> [TEXT PROVIDED]:
-=-=-=-=-

Independence Week: An Homage To The Preachers

black_robed_clergyKnown to the world was the great Christian revival, “The Great Awakening” of the 1740’s. Christianity roared through the colonies and their diverse Christian denominations. Men were reintroduced to the fervent commitment to their Creator, practiced by their puritan and pilgrim ancestors.

As mankind has witnessed all through time, religious (that is, Christian) revival precedes the greatest moves of sustained liberty to man. Man’s allegiance to his God and Savior will always produce virtue, which is the essential strength that can overcome tyranny. To use the words of John Adams in a letter to his wife Abigail in 1776, “The only foundation of a free Constitution, is pure Virtue, and if this cannot be inspired into our People, in a greater Measure, than they have it now, They may change their Rulers, and the forms of Government, but they will not obtain a lasting Liberty. They will only exchange Tyrants and Tyrannies.”

Let us then speak of this cherished virtue and how it affected our country’s foundation.

-=-=-=-=-

> [DATA SHOWN]:
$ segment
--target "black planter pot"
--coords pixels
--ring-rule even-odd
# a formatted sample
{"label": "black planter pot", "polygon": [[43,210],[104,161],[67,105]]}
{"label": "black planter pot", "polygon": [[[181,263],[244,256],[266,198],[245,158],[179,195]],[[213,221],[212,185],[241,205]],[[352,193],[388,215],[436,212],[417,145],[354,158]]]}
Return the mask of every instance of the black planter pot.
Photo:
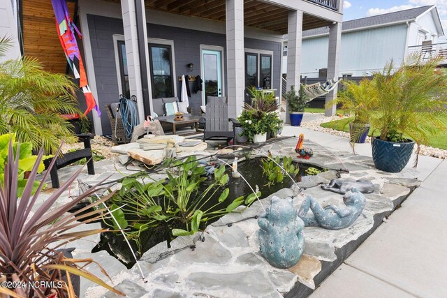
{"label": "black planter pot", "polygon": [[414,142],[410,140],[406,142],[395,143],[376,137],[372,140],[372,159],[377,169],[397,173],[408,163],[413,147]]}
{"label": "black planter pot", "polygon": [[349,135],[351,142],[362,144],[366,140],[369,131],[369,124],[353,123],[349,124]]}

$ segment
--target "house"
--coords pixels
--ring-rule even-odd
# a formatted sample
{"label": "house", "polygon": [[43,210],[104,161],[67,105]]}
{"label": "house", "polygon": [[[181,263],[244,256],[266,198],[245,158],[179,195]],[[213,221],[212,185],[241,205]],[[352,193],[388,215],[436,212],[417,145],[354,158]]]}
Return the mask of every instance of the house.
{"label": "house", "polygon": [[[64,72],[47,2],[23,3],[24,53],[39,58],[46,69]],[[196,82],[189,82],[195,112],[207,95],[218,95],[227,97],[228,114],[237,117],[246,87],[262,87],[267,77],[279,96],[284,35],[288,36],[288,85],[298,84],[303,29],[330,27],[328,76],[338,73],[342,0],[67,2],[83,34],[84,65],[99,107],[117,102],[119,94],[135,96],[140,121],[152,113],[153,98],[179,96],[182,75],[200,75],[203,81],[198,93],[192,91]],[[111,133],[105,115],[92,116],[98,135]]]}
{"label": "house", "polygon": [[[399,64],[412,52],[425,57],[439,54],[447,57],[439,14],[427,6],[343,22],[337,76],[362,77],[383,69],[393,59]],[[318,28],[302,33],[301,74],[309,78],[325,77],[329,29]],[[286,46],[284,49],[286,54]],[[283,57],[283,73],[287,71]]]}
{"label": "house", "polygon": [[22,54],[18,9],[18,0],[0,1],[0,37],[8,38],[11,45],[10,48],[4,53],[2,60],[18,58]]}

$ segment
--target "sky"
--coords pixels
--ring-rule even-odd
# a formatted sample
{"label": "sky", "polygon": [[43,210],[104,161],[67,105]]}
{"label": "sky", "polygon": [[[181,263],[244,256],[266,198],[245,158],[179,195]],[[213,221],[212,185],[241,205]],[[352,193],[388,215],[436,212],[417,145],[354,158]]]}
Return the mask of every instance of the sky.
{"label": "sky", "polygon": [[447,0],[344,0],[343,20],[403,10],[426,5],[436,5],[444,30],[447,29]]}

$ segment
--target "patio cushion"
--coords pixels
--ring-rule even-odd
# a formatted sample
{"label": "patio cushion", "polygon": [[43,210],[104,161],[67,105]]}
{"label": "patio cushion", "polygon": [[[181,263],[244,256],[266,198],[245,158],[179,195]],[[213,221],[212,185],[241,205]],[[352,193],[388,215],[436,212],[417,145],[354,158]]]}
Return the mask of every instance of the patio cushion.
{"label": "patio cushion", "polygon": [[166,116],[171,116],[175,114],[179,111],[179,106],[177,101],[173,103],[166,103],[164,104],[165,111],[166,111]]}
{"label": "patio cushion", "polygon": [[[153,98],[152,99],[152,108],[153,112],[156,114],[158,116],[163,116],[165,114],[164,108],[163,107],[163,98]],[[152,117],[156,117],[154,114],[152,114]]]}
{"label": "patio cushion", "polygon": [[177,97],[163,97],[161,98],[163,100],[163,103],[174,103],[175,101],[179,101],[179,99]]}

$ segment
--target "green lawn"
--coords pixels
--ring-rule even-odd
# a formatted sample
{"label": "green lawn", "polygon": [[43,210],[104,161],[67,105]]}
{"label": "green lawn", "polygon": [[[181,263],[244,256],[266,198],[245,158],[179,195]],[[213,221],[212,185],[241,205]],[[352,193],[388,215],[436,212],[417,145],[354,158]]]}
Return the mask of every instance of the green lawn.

-=-=-=-=-

> [REQUESTS]:
**1)** Answer these from the Independence Week text:
(a) In which decade did "The Great Awakening" take place?
(b) Who received the John Adams letter that is quoted, and in what year was it written?
(c) In the Adams quote, what is "the only foundation of a free Constitution"?
**2)** Select each line of the records above that contains the string "lawn". Case counts.

> [SOLUTIONS IN ORDER]:
**1)**
(a) The 1740s.
(b) His wife, Abigail, in 1776.
(c) Pure Virtue.

**2)**
--target "green lawn"
{"label": "green lawn", "polygon": [[43,210],[104,161],[67,105]]}
{"label": "green lawn", "polygon": [[[181,263],[244,256],[266,198],[245,158],[179,195]],[[213,221],[212,185],[241,205]],[[352,193],[388,215],[436,212],[417,145],[354,158]]]}
Return the mask of every instance of the green lawn.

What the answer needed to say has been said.